═════ TEXT SECTION ═════
# Yanmar 1110D 4X2 1970



## Robert Powers (Aug 30, 2019)

Hi all

Local FB add for the above tractor for $700. Starts runs lift doesn’t work. Don’t know how many hours it has or how old the tires are, but the tires look new in the photo. 

Every thing I read on the net says don’t buy one because it’s hard to locate parts. 

What say you? What is the possibility an oil and filter change will fix the lift? What’s the possibility an oil and filter change will ruin the transmission?

Is there some way to rig a belly mower and or blade under this thing. 

I’m currently cutting little less than an acre of lawn and grading over 100 yards of gravel drive with a 5 year old poulan lawn pro 46” cut and a handi dozer. It is perfect for the lawn except there are a couple of places where it will loose traction due to grade, has never failed to start, but is working past recommended limits pulling the handi dozer. I think the only reason the transmission still works is be cause of the lawn tire limited traction. Also it will not push snow worth a flip. 

I like this little yanmar because selling my current rig used will cover about half of the asking price. It will fit in the little shed I built under my deck keeping that fresh cut lawn smell out of the garage. And it shouldn’t fall apart grading the drive. There’s a YouTube video of one easily moving over a foot of snow. 

Concerns are attachments, maintenance and parts. 

Your comments and opinions valued highly

Thanks

Rob


----------



## Robert Powers (Aug 30, 2019)

Also size and weight means I can haul it home in a uhaul 5x8 behind my half ton.


----------



## winston (Aug 19, 2008)

Might want to read this article by Hoye. If you are not familiar with Hoye they are probably the number one supplier of spare parts for these grey market Yanmars.

Oil and filter change definitely will not ruin the transmission. It has a screen in the transmission that can get stopped up and cause your lift problems. But no way at this point to know just what your lift problems are. Finding a belly mower to work on it would be hard, a 3 point finish mower would be more feasible.
═════ RECORD EXTRACTS ═════
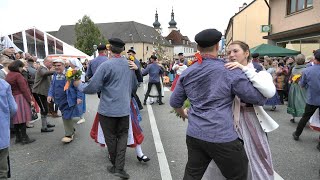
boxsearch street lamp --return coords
[129,34,134,49]
[93,45,98,58]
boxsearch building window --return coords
[287,0,313,15]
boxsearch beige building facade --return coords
[264,0,320,56]
[225,0,269,48]
[125,43,173,62]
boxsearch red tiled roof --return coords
[166,30,191,46]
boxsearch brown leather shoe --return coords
[52,112,61,118]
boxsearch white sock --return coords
[135,144,143,158]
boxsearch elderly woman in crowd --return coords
[0,58,12,79]
[5,60,35,144]
[287,54,307,123]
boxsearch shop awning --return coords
[250,44,300,57]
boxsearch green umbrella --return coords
[250,44,300,57]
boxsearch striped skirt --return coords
[12,94,32,124]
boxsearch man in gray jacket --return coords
[32,58,55,132]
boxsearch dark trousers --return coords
[295,103,320,136]
[0,148,10,179]
[183,136,248,180]
[48,101,58,114]
[132,91,143,109]
[277,90,285,104]
[14,123,28,141]
[144,82,162,103]
[33,93,48,116]
[99,114,129,170]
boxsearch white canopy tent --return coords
[1,36,22,52]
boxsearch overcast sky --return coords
[0,0,252,41]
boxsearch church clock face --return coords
[262,25,271,32]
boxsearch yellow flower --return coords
[292,74,301,82]
[129,56,134,61]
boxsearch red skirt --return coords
[171,74,180,91]
[12,94,32,124]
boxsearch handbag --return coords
[31,106,39,120]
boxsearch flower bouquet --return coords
[292,74,301,83]
[128,56,134,61]
[170,99,191,118]
[64,68,82,91]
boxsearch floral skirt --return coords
[265,92,281,106]
[12,94,32,124]
[287,83,306,117]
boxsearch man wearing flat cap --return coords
[127,49,143,110]
[86,44,108,79]
[74,38,137,179]
[251,53,263,72]
[142,55,164,105]
[170,29,266,180]
[292,49,320,151]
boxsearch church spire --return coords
[169,7,177,28]
[153,9,161,29]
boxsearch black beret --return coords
[251,53,260,58]
[313,49,320,61]
[108,38,125,48]
[97,44,107,51]
[127,49,136,54]
[194,29,222,48]
[150,55,158,60]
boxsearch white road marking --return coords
[163,87,170,92]
[143,84,172,180]
[274,171,284,180]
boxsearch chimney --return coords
[239,3,248,12]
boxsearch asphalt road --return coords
[10,87,320,180]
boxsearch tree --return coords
[74,15,107,56]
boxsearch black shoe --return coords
[47,124,56,128]
[317,143,320,151]
[137,155,150,162]
[41,128,54,132]
[292,132,299,141]
[114,169,130,179]
[107,166,116,174]
[15,137,22,144]
[21,137,36,145]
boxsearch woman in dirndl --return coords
[287,54,307,123]
[69,58,87,124]
[5,60,35,144]
[265,61,281,111]
[202,41,279,180]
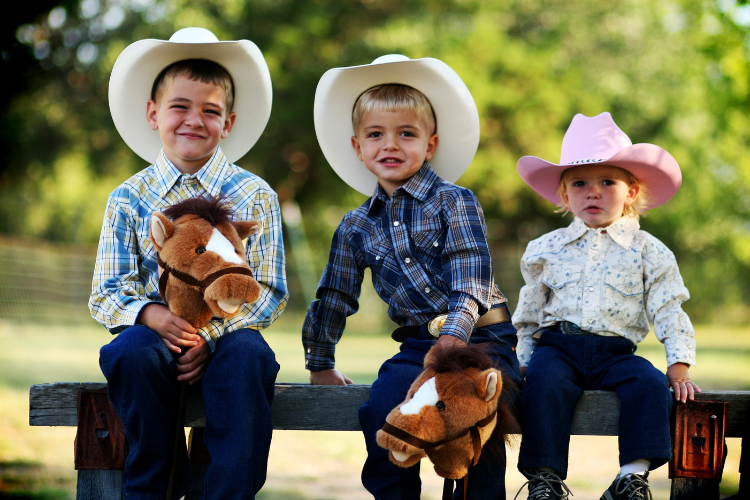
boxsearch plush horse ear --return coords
[476,368,503,402]
[231,220,260,240]
[149,212,174,251]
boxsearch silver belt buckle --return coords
[427,314,448,338]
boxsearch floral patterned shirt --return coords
[513,217,695,366]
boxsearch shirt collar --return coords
[154,147,229,197]
[563,216,641,248]
[367,161,440,213]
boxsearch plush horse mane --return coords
[162,196,234,226]
[425,344,521,454]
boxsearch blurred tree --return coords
[0,0,750,321]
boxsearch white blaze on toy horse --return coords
[377,345,518,479]
[150,198,260,328]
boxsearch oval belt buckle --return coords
[427,314,448,338]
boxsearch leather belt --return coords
[391,303,510,342]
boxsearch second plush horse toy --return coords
[377,344,519,498]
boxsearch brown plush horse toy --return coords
[150,198,260,328]
[377,344,519,498]
[149,198,260,500]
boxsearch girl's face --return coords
[562,165,640,227]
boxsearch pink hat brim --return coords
[517,144,682,208]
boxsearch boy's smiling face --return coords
[562,165,640,227]
[146,75,235,174]
[352,109,438,198]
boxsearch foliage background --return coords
[0,0,750,322]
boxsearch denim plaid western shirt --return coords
[302,162,505,371]
[89,148,289,351]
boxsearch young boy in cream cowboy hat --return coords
[513,113,700,500]
[89,28,288,500]
[302,55,520,500]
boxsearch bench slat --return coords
[29,382,750,437]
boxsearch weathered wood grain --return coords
[29,382,750,437]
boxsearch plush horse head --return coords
[150,198,260,328]
[377,344,518,479]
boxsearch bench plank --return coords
[29,382,750,437]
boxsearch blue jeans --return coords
[359,322,521,500]
[99,325,279,500]
[518,328,672,479]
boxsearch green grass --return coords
[0,315,750,500]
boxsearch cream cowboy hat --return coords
[517,112,682,208]
[314,54,479,196]
[109,28,271,163]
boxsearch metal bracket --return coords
[669,401,727,480]
[74,389,126,470]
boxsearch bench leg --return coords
[76,469,125,500]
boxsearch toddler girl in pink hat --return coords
[513,113,700,500]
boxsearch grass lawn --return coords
[0,315,750,500]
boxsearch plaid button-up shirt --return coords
[302,162,505,371]
[89,148,288,351]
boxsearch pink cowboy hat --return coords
[517,112,682,208]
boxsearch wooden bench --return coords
[29,382,750,500]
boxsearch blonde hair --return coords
[352,83,437,135]
[555,165,651,219]
[151,59,234,114]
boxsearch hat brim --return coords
[517,144,682,208]
[314,58,479,196]
[109,39,272,163]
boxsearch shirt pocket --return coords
[541,264,583,306]
[602,273,644,326]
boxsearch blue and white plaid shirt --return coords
[302,162,505,371]
[89,148,289,351]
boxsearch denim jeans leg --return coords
[359,339,435,500]
[518,331,583,479]
[601,354,672,470]
[99,325,190,500]
[201,329,279,500]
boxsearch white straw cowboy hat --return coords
[314,54,479,196]
[517,112,682,208]
[109,28,272,163]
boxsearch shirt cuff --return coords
[664,337,696,367]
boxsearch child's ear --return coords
[625,184,641,205]
[221,111,237,139]
[146,99,159,130]
[352,135,363,161]
[424,134,439,160]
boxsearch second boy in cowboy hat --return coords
[89,28,288,500]
[513,113,700,500]
[302,55,520,500]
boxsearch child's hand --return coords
[177,337,211,385]
[310,369,354,385]
[667,363,701,403]
[136,303,203,354]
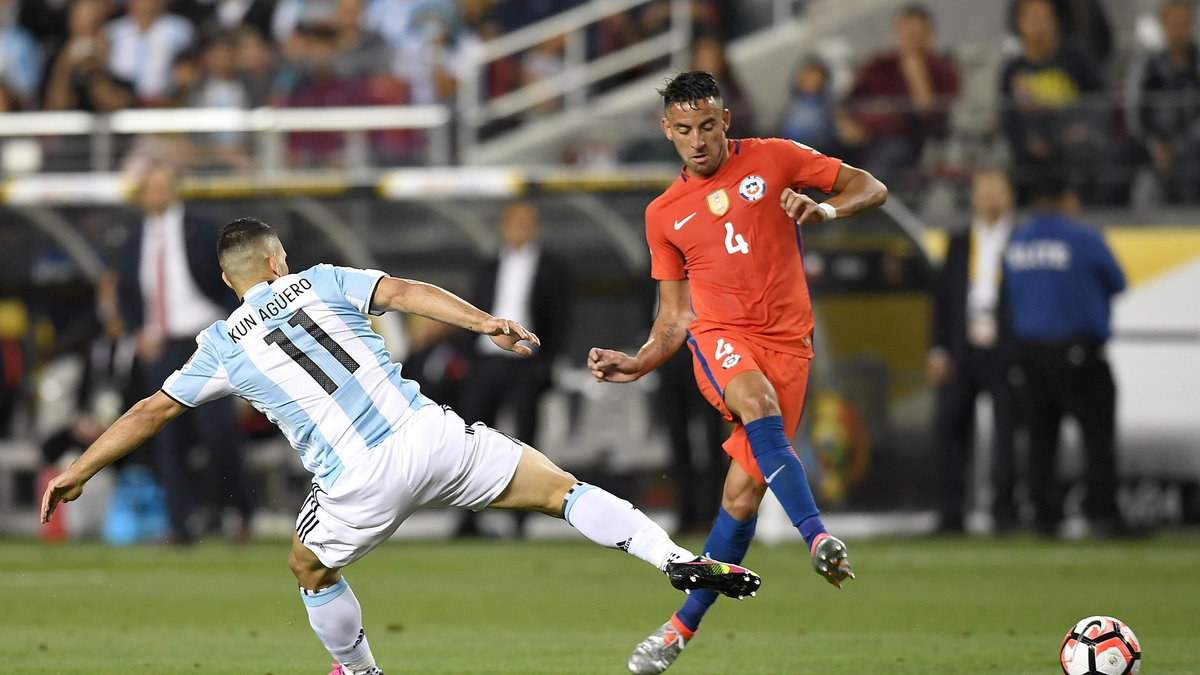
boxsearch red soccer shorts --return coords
[688,328,812,483]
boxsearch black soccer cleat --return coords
[664,556,762,599]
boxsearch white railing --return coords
[0,106,451,174]
[457,0,691,156]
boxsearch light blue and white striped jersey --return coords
[162,264,432,490]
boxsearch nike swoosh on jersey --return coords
[676,211,696,229]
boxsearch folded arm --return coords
[588,279,694,382]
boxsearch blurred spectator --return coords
[928,169,1018,534]
[168,0,275,35]
[520,35,566,117]
[104,0,196,104]
[846,5,959,189]
[16,0,70,52]
[234,26,275,108]
[330,0,392,78]
[0,0,42,110]
[44,0,134,113]
[274,24,366,167]
[165,48,204,108]
[1128,0,1200,202]
[362,0,462,103]
[1004,173,1128,537]
[1000,0,1111,201]
[0,295,31,438]
[691,32,757,138]
[188,34,253,171]
[458,199,571,534]
[490,0,584,35]
[404,313,467,407]
[116,165,252,544]
[778,56,846,157]
[1008,0,1112,70]
[263,0,337,46]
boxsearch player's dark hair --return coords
[659,71,721,108]
[217,216,277,267]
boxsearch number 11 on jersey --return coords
[263,310,359,394]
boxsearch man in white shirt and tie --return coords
[118,166,252,544]
[929,168,1018,534]
[457,199,571,536]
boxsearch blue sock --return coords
[745,414,826,549]
[676,508,758,632]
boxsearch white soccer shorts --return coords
[296,405,522,568]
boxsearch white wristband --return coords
[817,202,838,220]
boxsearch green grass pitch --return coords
[9,532,1200,675]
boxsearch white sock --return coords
[563,483,696,571]
[300,577,379,675]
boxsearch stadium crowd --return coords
[0,0,1200,205]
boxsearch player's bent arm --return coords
[371,276,540,356]
[635,279,695,375]
[42,392,187,522]
[588,279,692,382]
[824,163,888,220]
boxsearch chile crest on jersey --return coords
[738,174,767,202]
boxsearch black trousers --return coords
[934,347,1018,531]
[1018,342,1120,533]
[142,340,253,543]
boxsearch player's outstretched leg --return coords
[288,534,383,675]
[488,446,760,597]
[629,499,761,675]
[563,483,761,599]
[745,414,854,589]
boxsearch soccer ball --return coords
[1060,616,1141,675]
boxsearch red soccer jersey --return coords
[646,138,841,357]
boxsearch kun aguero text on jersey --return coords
[228,277,312,342]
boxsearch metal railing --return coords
[0,106,451,175]
[457,0,691,156]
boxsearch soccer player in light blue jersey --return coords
[41,217,758,675]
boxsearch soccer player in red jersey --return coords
[588,71,888,674]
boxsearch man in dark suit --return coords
[116,166,252,544]
[457,199,571,534]
[929,169,1018,533]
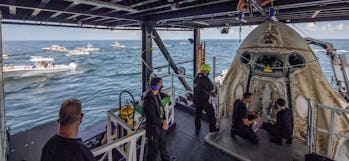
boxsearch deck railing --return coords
[308,104,349,158]
[92,108,146,161]
[92,130,145,161]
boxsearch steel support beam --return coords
[142,22,154,92]
[0,11,8,161]
[193,28,200,77]
[65,0,137,12]
[153,28,191,91]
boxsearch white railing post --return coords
[106,111,113,161]
[327,110,335,158]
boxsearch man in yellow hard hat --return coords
[194,64,219,135]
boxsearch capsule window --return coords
[288,53,305,67]
[240,51,251,64]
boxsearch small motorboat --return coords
[42,45,68,52]
[69,48,91,56]
[3,56,77,78]
[78,43,100,52]
[109,41,126,48]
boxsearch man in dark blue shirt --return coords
[41,99,96,161]
[194,64,219,135]
[143,79,176,161]
[231,92,260,144]
[262,98,293,144]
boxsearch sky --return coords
[2,21,349,41]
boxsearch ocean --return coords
[3,40,349,134]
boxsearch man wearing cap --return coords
[194,64,219,135]
[41,99,96,161]
[143,79,175,161]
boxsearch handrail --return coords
[309,104,349,158]
[91,130,145,161]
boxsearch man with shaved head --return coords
[41,99,96,161]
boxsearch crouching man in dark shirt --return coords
[41,99,96,161]
[231,92,260,144]
[262,98,293,144]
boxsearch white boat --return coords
[42,45,68,52]
[69,48,91,55]
[3,56,77,78]
[2,54,8,59]
[179,42,189,45]
[109,41,126,48]
[78,43,100,52]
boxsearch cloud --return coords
[305,23,319,31]
[305,23,349,32]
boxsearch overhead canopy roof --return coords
[0,0,349,29]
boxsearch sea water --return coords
[3,40,349,134]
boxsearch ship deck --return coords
[9,104,307,161]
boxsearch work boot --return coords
[270,137,283,145]
[195,129,200,135]
[210,128,219,133]
[171,156,176,161]
[286,138,292,144]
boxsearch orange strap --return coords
[236,0,274,12]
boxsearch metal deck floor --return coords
[205,115,308,161]
[9,105,307,161]
[164,108,237,161]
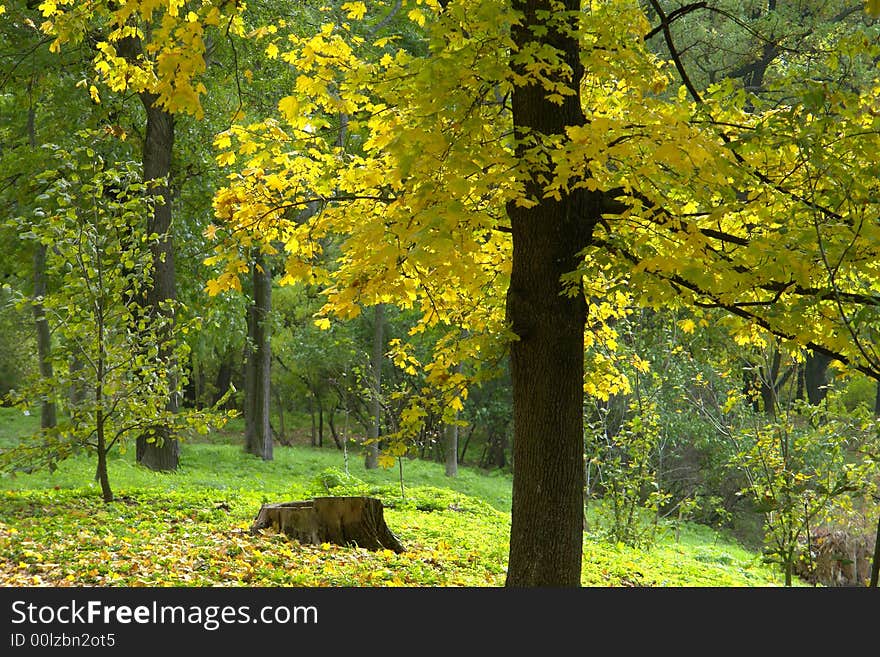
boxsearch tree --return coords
[3,144,227,502]
[245,253,272,461]
[32,0,246,470]
[364,303,385,470]
[89,0,880,586]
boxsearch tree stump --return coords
[251,497,406,553]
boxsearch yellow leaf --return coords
[217,151,235,167]
[407,9,425,26]
[677,319,696,333]
[341,2,367,20]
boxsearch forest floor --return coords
[0,408,796,587]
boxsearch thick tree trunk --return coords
[506,0,601,587]
[137,93,180,470]
[245,253,273,461]
[251,497,405,553]
[364,303,385,470]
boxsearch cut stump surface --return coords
[251,497,406,553]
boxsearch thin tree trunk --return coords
[364,303,385,470]
[31,244,57,429]
[318,397,324,447]
[443,424,458,477]
[804,353,831,406]
[870,516,880,588]
[246,253,272,461]
[27,102,57,429]
[506,0,603,587]
[137,93,180,471]
[244,302,257,451]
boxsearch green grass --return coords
[0,408,796,587]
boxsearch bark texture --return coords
[245,249,273,461]
[506,0,602,587]
[136,93,180,470]
[364,303,385,470]
[251,497,405,553]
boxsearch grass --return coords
[0,408,796,587]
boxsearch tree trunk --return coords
[31,244,57,429]
[804,353,831,406]
[137,93,180,470]
[251,497,405,553]
[443,424,458,477]
[870,515,880,588]
[244,302,257,440]
[506,0,602,587]
[27,103,57,429]
[211,350,235,405]
[364,303,385,470]
[245,253,272,461]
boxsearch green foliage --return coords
[732,400,878,582]
[587,398,669,548]
[0,135,234,500]
[0,408,796,587]
[0,288,37,401]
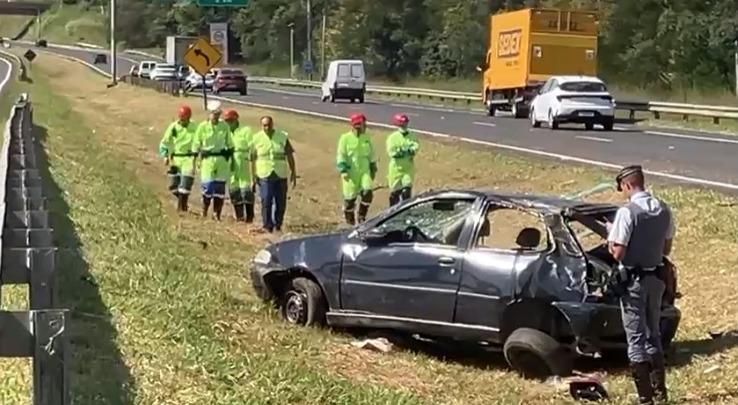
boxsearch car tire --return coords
[279,277,326,326]
[528,107,541,128]
[503,328,572,379]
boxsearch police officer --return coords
[252,115,297,233]
[159,105,197,212]
[223,110,254,223]
[607,166,675,404]
[192,101,233,221]
[336,113,377,225]
[387,114,420,206]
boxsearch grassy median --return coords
[0,55,738,404]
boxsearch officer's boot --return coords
[343,210,356,226]
[233,204,243,222]
[651,355,669,403]
[213,197,223,221]
[630,362,653,405]
[202,197,210,218]
[242,203,254,224]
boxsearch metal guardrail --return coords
[0,94,71,405]
[249,76,738,124]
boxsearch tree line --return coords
[80,0,738,91]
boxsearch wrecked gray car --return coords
[250,190,681,377]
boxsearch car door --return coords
[454,200,553,332]
[341,197,477,322]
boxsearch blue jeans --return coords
[620,274,665,363]
[259,177,287,232]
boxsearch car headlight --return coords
[254,249,272,264]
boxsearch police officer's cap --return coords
[615,165,643,191]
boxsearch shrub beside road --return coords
[0,54,738,404]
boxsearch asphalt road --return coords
[17,43,738,191]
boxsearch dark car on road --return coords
[250,190,681,377]
[213,69,248,96]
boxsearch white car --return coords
[530,76,615,131]
[138,60,156,79]
[150,63,177,81]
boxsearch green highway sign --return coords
[197,0,249,7]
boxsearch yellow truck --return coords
[477,8,598,118]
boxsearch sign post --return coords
[184,38,223,109]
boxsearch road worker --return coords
[252,116,297,233]
[607,166,675,404]
[387,114,420,206]
[223,110,254,223]
[159,105,197,212]
[192,101,233,220]
[336,113,377,225]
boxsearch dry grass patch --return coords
[15,55,738,404]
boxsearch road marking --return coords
[575,135,612,143]
[50,49,738,191]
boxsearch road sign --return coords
[302,59,313,73]
[197,0,249,7]
[184,38,223,76]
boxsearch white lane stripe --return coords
[51,50,738,190]
[575,135,612,143]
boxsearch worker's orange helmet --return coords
[177,105,192,120]
[392,113,410,125]
[349,113,366,126]
[223,110,238,121]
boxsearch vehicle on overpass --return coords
[250,190,681,377]
[149,63,177,81]
[212,68,248,96]
[321,59,366,103]
[529,76,615,131]
[477,8,598,118]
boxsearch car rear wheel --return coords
[503,328,572,379]
[279,277,326,326]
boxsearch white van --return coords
[321,59,366,103]
[138,60,156,79]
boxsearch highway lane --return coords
[17,42,738,191]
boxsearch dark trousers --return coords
[259,177,287,232]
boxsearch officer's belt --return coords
[201,149,233,158]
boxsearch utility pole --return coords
[307,0,313,80]
[320,10,325,81]
[110,0,116,86]
[287,23,295,79]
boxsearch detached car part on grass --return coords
[250,190,681,378]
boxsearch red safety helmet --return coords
[392,113,410,126]
[223,109,238,121]
[177,105,192,120]
[349,113,366,126]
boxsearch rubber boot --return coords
[358,204,369,223]
[233,204,243,222]
[651,355,669,403]
[343,211,356,226]
[242,203,254,224]
[630,362,653,405]
[202,197,210,218]
[213,197,223,221]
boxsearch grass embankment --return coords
[1,54,738,404]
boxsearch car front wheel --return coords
[503,328,572,379]
[279,277,326,326]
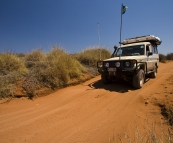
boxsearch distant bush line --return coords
[0,47,111,99]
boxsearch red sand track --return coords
[0,62,173,143]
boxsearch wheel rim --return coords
[140,74,144,86]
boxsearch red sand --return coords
[0,62,173,143]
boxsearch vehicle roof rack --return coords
[120,35,162,45]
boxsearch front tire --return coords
[133,69,145,89]
[101,75,111,84]
[150,66,157,78]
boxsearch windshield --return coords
[114,45,144,57]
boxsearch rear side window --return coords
[151,45,158,54]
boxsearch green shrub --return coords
[0,53,28,98]
[166,53,173,60]
[0,53,27,75]
[25,47,85,89]
[73,47,111,66]
[25,50,46,68]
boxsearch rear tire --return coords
[133,69,145,89]
[101,75,111,84]
[150,66,157,78]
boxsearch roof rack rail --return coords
[120,35,162,45]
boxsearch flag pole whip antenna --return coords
[120,4,123,48]
[97,23,101,60]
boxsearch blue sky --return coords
[0,0,173,54]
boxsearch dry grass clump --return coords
[33,47,85,89]
[25,47,86,92]
[159,54,166,63]
[0,53,28,98]
[0,47,86,98]
[73,47,111,66]
[159,104,173,126]
[109,119,173,143]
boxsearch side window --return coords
[151,45,158,54]
[146,45,150,55]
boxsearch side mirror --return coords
[148,52,153,56]
[114,45,118,51]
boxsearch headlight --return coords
[115,62,120,68]
[125,62,130,67]
[132,60,136,67]
[97,61,103,68]
[105,63,109,68]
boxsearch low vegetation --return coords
[73,47,111,66]
[0,47,110,99]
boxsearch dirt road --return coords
[0,62,173,143]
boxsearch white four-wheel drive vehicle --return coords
[97,35,162,88]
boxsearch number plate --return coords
[108,68,117,72]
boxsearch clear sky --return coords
[0,0,173,54]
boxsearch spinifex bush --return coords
[73,47,111,66]
[0,53,27,98]
[26,47,85,89]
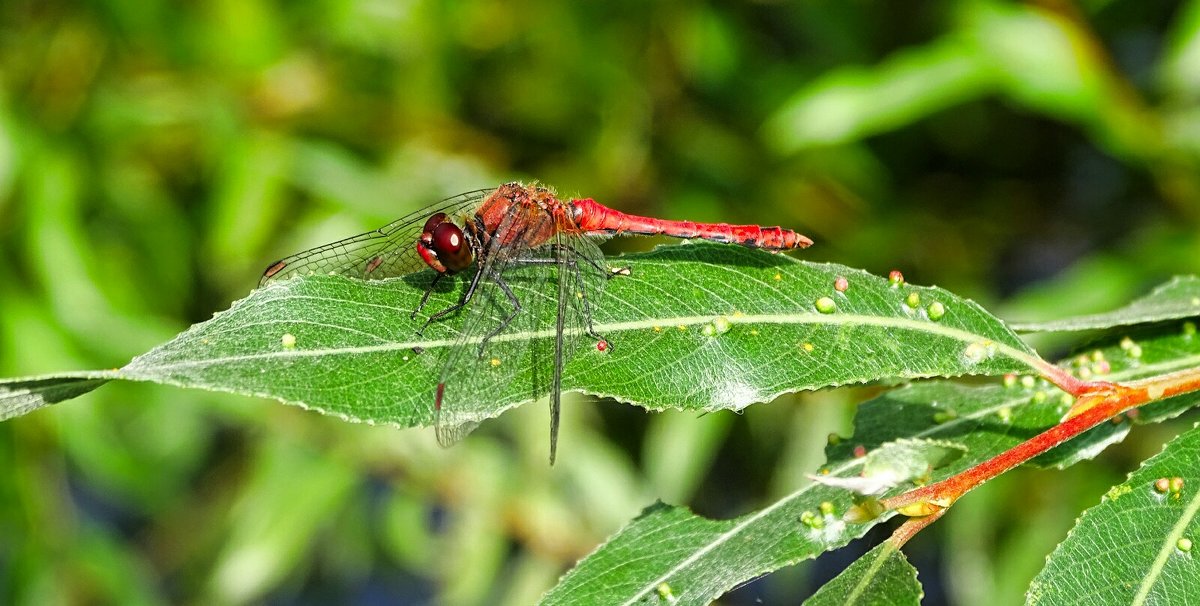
═════
LIST OF TASKS:
1: Reproduce the Yanmar 1110D thread word for word, starting with "Local FB add" and going on through "in the photo.".
2: Resume the Yanmar 1110D thread from the point where it stops.
The listing plays no part in this work.

SET OF ANSWERS:
1:
Local FB add for the above tractor for $700. Starts runs lift doesn’t work. Don’t know how many hours it has or how old the tires are, but the tires look new in the photo.

2:
https://www.hoyetractor.com/modelstoavoid.htm


----------



## FredM (Nov 18, 2015)

A nice looking tractor for its age and has been looked after panel and appearance wise, for $700 I would have it just to fiddle with, parts would be a worry and if the tractor was treated with respect during its life, there shouldn't be a problem, most basic parts should be available for servicing, there is always the internet to fish with.

The 3 point lift could be as simple as adjustment, blocked screen as winston mentioned or just the lift piston seals have hardened with age.

But this is your choice Robert seeing that Hoyes tractors says not to touch.


----------



## bmaverick (Feb 20, 2014)

Hoye shows parts for it....

https://www.hoyetractor.com/CTGY/1100.htm

Fredrcks Imports with others have parts too. 

Yanmar 2T72 diesel engine. It has cylinder sleeves and the engine rebuild kits look super simple.


----------



## bmaverick (Feb 20, 2014)

Oh, the 3pt lift isn't moving. Then, flip the seat forward as it's running. There are little levers and a hand turn knob to play with. If any are in the wrong position, the 3pt will not move.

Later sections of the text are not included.